- _DATA EXCERPTS_:
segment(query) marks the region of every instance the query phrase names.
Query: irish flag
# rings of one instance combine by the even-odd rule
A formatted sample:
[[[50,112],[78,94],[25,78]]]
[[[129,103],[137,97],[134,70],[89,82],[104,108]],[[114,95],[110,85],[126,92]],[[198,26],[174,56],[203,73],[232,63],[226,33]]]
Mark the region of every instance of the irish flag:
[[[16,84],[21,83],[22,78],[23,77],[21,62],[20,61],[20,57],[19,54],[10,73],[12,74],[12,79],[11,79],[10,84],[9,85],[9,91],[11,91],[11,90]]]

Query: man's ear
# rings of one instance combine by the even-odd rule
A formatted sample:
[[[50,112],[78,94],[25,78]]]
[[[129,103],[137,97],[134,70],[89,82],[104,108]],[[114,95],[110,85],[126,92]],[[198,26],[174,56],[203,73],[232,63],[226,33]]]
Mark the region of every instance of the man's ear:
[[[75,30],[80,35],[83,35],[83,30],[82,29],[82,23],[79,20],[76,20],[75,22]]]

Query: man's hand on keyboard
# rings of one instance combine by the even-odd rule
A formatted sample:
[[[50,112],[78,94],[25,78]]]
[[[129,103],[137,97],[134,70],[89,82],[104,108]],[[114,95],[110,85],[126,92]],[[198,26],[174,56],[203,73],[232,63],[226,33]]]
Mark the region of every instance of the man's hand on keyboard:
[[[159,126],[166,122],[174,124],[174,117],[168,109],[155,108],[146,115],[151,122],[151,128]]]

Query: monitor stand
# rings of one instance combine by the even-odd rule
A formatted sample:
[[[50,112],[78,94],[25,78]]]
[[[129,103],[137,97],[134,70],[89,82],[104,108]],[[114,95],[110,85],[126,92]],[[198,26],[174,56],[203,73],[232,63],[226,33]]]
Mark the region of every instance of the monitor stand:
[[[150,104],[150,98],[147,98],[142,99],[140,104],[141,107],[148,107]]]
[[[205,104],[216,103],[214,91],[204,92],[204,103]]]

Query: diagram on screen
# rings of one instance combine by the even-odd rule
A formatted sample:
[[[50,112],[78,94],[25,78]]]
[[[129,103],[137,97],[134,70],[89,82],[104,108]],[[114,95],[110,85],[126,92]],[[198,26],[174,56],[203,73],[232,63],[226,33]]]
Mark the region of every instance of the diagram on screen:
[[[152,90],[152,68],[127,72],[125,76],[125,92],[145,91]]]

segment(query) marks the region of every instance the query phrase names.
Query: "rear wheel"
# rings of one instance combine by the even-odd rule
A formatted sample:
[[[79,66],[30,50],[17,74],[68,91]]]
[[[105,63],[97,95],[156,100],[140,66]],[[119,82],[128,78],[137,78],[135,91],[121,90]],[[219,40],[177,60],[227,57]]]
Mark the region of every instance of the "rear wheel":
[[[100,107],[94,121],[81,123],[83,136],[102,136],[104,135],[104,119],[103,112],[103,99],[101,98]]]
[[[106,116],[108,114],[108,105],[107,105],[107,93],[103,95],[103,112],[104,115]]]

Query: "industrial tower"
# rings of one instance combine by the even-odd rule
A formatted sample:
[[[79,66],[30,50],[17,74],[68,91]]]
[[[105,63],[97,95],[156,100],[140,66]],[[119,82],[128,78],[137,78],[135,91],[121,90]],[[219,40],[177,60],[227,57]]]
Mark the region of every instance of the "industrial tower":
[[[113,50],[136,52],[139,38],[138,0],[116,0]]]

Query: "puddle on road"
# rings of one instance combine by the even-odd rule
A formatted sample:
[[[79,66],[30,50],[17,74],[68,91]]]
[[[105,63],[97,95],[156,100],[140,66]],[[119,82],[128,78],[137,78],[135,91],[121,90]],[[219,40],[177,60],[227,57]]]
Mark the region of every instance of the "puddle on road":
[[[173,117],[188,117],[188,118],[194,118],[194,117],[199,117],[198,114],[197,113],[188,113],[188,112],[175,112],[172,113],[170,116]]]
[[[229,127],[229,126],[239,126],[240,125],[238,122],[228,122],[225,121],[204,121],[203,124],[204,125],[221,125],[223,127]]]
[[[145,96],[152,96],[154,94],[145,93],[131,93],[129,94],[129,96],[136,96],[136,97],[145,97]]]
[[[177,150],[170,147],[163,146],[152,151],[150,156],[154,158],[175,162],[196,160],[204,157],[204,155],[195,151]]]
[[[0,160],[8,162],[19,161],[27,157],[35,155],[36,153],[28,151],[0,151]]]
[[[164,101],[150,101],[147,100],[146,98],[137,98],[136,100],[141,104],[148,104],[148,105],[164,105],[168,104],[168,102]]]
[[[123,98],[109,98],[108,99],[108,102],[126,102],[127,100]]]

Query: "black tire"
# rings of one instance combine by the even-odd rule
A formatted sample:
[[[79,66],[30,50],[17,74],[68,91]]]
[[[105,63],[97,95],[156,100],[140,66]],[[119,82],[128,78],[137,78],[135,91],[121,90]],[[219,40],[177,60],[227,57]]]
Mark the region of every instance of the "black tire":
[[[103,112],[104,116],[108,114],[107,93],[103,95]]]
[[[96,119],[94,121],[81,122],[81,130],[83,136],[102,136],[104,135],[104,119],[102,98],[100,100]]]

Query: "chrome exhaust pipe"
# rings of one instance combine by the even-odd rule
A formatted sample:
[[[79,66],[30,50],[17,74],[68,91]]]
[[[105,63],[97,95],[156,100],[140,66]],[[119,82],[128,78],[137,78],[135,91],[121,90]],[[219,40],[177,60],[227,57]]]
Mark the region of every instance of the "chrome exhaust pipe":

- _INSTRUCTION_: Extract the complete listing verbatim.

- _RESPONSE BELOW_:
segment(query) marks the region of every instance the query phrase names.
Query: irish flag
# rings of one instance combine by the even-odd rule
A formatted sample:
[[[50,112],[78,94],[25,78]]]
[[[129,103],[137,97],[134,70],[89,82],[104,108]],[[114,95],[110,85],[126,92]],[[198,26],[174,56],[203,73],[232,63],[226,33]]]
Mark the region of every instance of the irish flag:
[[[16,84],[21,83],[22,78],[23,77],[21,62],[20,61],[20,57],[19,54],[10,73],[12,74],[12,79],[11,79],[10,84],[9,85],[9,91],[11,91],[11,90]]]

Query: man's ear
# rings of one instance combine by the even-odd rule
A formatted sample:
[[[50,112],[78,94],[25,78]]]
[[[129,103],[137,97],[134,70],[89,82],[104,108]],[[114,95],[110,85],[126,92]],[[198,26],[174,56],[203,73],[232,63],[226,33]]]
Mark the region of every instance of the man's ear:
[[[75,30],[80,35],[83,35],[83,30],[82,29],[82,23],[79,20],[76,20],[75,22]]]

Query: man's hand on keyboard
# rings of one instance combine by the even-odd rule
A formatted sample:
[[[50,112],[78,94],[25,78]]]
[[[129,103],[137,97],[134,70],[89,82],[104,108]],[[114,95],[110,85],[126,92]],[[198,26],[174,56],[203,73],[232,63],[226,33]]]
Mark the region of every instance of the man's hand on keyboard:
[[[159,126],[166,122],[174,124],[174,117],[168,109],[155,108],[146,115],[151,122],[151,128]]]

Query: monitor stand
# rings of one instance combine by the even-odd rule
A formatted sample:
[[[50,112],[78,94],[25,78]]]
[[[129,103],[137,97],[134,70],[89,82],[104,108]],[[114,95],[110,85],[126,92]],[[198,26],[174,56],[203,73],[232,63],[226,33]]]
Mark the region of every instance of the monitor stand:
[[[150,104],[150,98],[147,98],[142,99],[140,104],[141,107],[148,107]]]
[[[205,104],[216,103],[214,91],[204,92],[204,103]]]

Query: diagram on screen
# rings of one instance combine by the even-odd rule
A formatted sample:
[[[50,112],[78,94],[25,78]]]
[[[129,103],[137,97],[134,70],[89,82],[104,108]],[[114,95],[110,85],[126,92]],[[198,26],[174,56],[203,73],[232,63],[226,33]]]
Mark the region of every instance of the diagram on screen:
[[[152,90],[152,68],[127,72],[125,76],[125,92],[145,91]]]

segment(query) marks the region of every instance the query phrase names.
Query: "rear wheel"
# rings of one instance combine by the even-odd rule
A formatted sample:
[[[79,66],[30,50],[17,74],[68,91]]]
[[[105,63],[97,95],[156,100],[140,66]],[[119,82],[128,78],[137,78],[135,91],[121,90]],[[219,40],[177,60],[227,57]]]
Mark the region of every instance of the "rear wheel":
[[[100,107],[94,121],[81,123],[83,136],[102,136],[104,135],[104,119],[103,112],[103,99],[101,98]]]
[[[106,116],[108,114],[108,105],[107,105],[107,93],[103,95],[103,112],[104,115]]]

Query: "industrial tower"
# rings of one instance combine by the even-odd rule
A formatted sample:
[[[79,66],[30,50],[17,74],[68,91]]]
[[[105,63],[97,95],[156,100],[140,66]],[[119,82],[128,78],[137,78],[135,91],[121,90]],[[219,40],[177,60],[227,57]]]
Mark the region of every instance of the "industrial tower":
[[[113,50],[136,52],[139,38],[138,0],[116,0]]]

Query: "puddle on road"
# rings of one instance combine by the even-odd rule
A formatted sample:
[[[79,66],[30,50],[17,74],[68,91]]]
[[[105,63],[97,95],[156,100],[140,66]],[[119,82],[128,78],[137,78],[135,91],[121,90]],[[219,40],[177,60],[227,57]]]
Mark the region of every instance of the "puddle on road":
[[[173,117],[188,117],[188,118],[194,118],[194,117],[199,117],[198,114],[197,113],[188,113],[188,112],[175,112],[172,113],[170,116]]]
[[[229,127],[229,126],[239,126],[240,125],[238,122],[228,122],[225,121],[204,121],[203,124],[204,125],[221,125],[223,127]]]
[[[145,96],[152,96],[154,94],[145,93],[131,93],[129,94],[129,96],[136,96],[136,97],[145,97]]]
[[[177,150],[170,147],[163,146],[152,151],[150,156],[154,158],[175,162],[196,160],[204,157],[204,155],[195,151]]]
[[[0,160],[8,162],[19,161],[27,157],[35,155],[36,153],[28,151],[0,151]]]
[[[164,101],[150,101],[147,100],[146,98],[137,98],[136,100],[141,104],[148,104],[148,105],[164,105],[168,104],[168,102]]]
[[[123,98],[109,98],[108,99],[108,102],[126,102],[127,100]]]

Query: "black tire"
# rings of one instance combine by the even-odd rule
A formatted sample:
[[[79,66],[30,50],[17,74],[68,91]]]
[[[105,63],[97,95],[156,100],[140,66]],[[119,82],[128,78],[137,78],[135,91],[121,90]],[[219,40],[177,60],[227,57]]]
Mark the region of every instance of the "black tire":
[[[103,112],[104,116],[108,114],[107,93],[103,95]]]
[[[96,119],[94,121],[81,122],[81,130],[83,136],[102,136],[104,135],[104,119],[102,98],[100,100]]]

Query: "chrome exhaust pipe"
# rings of one instance combine by the even-odd rule
A formatted sample:
[[[79,66],[30,50],[17,74],[68,91]]]
[[[105,63],[97,95],[156,100],[140,66]],[[119,82],[128,78],[137,78],[135,91],[121,90]],[[219,40],[177,60],[227,57]]]
Mark the region of every instance of the "chrome exhaust pipe":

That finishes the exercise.